● Objective: Copy out each of the rows below word for word, without changing anything.

● Excerpted records:
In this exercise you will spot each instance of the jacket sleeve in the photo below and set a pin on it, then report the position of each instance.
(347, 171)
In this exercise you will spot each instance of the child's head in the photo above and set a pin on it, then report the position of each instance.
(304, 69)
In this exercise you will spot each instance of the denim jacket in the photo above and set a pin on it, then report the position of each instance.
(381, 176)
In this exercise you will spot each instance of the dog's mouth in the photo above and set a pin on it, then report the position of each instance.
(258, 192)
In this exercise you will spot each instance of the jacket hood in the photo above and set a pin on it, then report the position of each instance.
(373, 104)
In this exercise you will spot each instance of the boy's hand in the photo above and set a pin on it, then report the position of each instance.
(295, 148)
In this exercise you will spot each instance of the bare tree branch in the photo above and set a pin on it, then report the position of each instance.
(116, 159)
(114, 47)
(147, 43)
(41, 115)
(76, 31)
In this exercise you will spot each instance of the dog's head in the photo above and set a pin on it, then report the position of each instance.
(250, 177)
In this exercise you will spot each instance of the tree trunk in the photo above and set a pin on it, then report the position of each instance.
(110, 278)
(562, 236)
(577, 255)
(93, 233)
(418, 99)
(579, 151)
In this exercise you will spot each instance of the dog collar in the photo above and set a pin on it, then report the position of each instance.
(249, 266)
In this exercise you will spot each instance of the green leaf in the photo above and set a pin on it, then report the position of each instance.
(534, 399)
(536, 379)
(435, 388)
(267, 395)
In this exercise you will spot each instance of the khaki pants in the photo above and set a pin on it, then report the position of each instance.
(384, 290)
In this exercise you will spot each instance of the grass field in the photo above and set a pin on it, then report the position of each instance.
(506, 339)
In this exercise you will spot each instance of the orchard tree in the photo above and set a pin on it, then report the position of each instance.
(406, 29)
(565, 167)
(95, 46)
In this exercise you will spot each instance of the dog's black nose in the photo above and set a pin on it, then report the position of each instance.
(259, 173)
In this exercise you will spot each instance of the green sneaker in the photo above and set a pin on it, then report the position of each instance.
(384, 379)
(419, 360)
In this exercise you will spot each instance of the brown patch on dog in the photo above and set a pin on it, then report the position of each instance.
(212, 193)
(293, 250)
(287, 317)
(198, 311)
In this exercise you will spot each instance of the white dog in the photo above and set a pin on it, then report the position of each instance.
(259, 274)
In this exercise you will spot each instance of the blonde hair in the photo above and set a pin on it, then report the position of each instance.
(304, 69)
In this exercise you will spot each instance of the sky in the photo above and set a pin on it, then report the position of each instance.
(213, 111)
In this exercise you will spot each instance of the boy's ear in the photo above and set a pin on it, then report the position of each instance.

● Exercise result:
In this exercise you will spot each instance of the jacket sleeve in the photo below and set a pin on it, then report the position of each instance.
(347, 171)
In this exercise you will spot each instance of the child's head in the photo above and set a pin on it, then report the position of each instance.
(304, 69)
In this exercise you will spot each instance of the denim jacket in the photo above and set a pin on it, then report the position of each instance.
(381, 176)
In this exercise you will spot each instance of the dog's mouth in the photo above and set a pin on it, then report the position of each instance.
(258, 192)
In this exercise you will spot each instance of the jacket hood in the photo above and set a pin on it, then report the position of each instance.
(373, 104)
In this exercise you will spot each instance of the boy's hand in the photo above and set a pin on it, then report the position of each instance.
(295, 148)
In this exercise you will spot each instance of the bare tree branch in the photo above and set a pin on it, then report the position of each instance.
(116, 159)
(114, 47)
(147, 43)
(41, 115)
(76, 31)
In this exercise you will spot each instance of the dog's head in the photo above and set a pin on it, then report the position of each instance.
(250, 177)
In this exercise you will spot each instance of the tree trunk in the photo above and set a pin on it, then report the position of each instance.
(110, 278)
(562, 236)
(577, 255)
(93, 233)
(418, 99)
(579, 151)
In this exercise you will spot each instance of the dog collar in the photo above and set a pin on it, then report the position of each instance.
(249, 266)
In this exercise you will spot each instance of the green leaf in the photo above and set a pin on it, then report the position of each instance.
(534, 399)
(536, 379)
(435, 388)
(267, 395)
In this exercise you will spot each instance of the khaki pants in the photo above and set a pin on it, then report the position of each instance.
(384, 290)
In this exercise you will spot each instance of the grass field in the photo above and set a pin on it, then report the position of each instance.
(506, 339)
In this exercise you will spot each instance of the orchard tree in the photo above and set a pin on it, then report the position of each instance.
(406, 29)
(565, 167)
(95, 46)
In this exercise you will spot each instance of the dog's black nose in the photo above and set a pin on it, then report the position of each instance.
(259, 173)
In this exercise you will spot each instance of the green sneaker in the photo above and set a pin on it, then report the position of each instance.
(384, 379)
(419, 360)
In this exercise you will spot each instance of the brown patch on dog in the photo above and set a pin on it, then report the position of each instance.
(212, 193)
(293, 250)
(287, 317)
(198, 311)
In this exercise you will spot each instance of the white dog in the photo above and set a pin on it, then report the position of each instance.
(259, 274)
In this exercise you will spot each instance of the blonde hair in the photo above and set a pin on it, then report the position of each instance.
(304, 69)
In this exercise you will spot each instance of the sky in the photo above and set a pin on it, then report the position of each instance.
(213, 111)
In this exercise you will spot each instance of the boy's ear in the photo above and set a pin on it, then report the position of each instance.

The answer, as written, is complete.